§ Görev:
Verilen alıntıya göre şu soruları yanıtlayın:
1. Anlatıcı, kanepede uyuyakalan çocuğu nereye yürütüyor?
2. Alıntıda kaç yorum olduğu belirtiliyor?
3. "Adsız dedi ki..." ile başlayan yorumun altında hangi ad yer alıyor?

§ Verilen alıntı:
Geçen yine kanepede uyuyakalmış, kaldırdım, kol altlarından destek olup yatağına yürütüyorum ne yapsa beğenirsin? Evet saç savurdu, oğlum uyuyorsun yav!

Odaya kapanmalar, uzun arkadaş sohbetleri(benim için ne konuştuklarını anlamamak da cabası), bizimle takılmamalar... hepsi ve daha fazlası çok yakında bu blogda! 




6 yorum:

Adsız dedi ki...

Bebekliğini bildiğimiz Arca'mızın artık delikanlılığa doğru yürüdüğünü görmek hem mutlu etti, hem de duygulandırdı. Bebekliği gibi bunlarında tadını çıkar, çok çabuk büyüyorlar
Çenebaz

pelinpembesi dedi ki...

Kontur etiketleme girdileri
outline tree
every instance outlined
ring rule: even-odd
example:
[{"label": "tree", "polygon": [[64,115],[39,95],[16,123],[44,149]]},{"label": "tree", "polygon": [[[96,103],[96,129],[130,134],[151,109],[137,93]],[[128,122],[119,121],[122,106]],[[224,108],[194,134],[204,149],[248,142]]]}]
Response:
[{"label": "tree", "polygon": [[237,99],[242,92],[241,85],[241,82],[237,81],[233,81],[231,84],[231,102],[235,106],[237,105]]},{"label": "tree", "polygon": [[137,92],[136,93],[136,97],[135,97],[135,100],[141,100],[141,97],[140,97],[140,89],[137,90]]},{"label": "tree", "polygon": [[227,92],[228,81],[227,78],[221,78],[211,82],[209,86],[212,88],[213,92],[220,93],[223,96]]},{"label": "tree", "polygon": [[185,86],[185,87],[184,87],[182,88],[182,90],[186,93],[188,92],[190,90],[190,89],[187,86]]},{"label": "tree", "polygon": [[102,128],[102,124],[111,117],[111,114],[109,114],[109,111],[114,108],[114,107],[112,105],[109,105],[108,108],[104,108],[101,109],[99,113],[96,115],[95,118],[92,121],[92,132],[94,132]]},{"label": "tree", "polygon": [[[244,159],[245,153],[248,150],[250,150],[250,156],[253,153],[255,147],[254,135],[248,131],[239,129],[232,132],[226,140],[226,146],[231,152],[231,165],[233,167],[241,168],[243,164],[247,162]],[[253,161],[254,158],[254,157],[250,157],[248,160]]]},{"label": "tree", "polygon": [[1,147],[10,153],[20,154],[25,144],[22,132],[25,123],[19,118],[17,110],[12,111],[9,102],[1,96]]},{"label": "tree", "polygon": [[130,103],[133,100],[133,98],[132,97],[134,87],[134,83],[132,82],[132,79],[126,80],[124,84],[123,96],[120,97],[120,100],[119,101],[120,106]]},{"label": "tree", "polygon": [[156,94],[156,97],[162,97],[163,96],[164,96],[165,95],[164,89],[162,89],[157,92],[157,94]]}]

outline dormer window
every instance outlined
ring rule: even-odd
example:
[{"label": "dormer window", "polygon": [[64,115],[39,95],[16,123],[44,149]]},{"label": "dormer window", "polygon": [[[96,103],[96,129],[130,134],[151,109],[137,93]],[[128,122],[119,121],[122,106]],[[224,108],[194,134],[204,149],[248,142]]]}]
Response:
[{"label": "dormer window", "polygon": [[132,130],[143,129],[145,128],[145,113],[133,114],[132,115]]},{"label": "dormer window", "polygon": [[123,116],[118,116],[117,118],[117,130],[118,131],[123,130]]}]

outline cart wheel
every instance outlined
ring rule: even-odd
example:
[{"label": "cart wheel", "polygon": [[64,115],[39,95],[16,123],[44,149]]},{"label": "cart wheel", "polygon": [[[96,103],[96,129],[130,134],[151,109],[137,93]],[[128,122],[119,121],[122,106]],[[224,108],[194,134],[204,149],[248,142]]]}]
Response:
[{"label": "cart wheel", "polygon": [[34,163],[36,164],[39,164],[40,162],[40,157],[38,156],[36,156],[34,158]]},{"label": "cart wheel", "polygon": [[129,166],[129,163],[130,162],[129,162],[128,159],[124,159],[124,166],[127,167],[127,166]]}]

§ Görev çözümü:
1. Yatağına.
2. 6 yorum.
3. Çenebaz.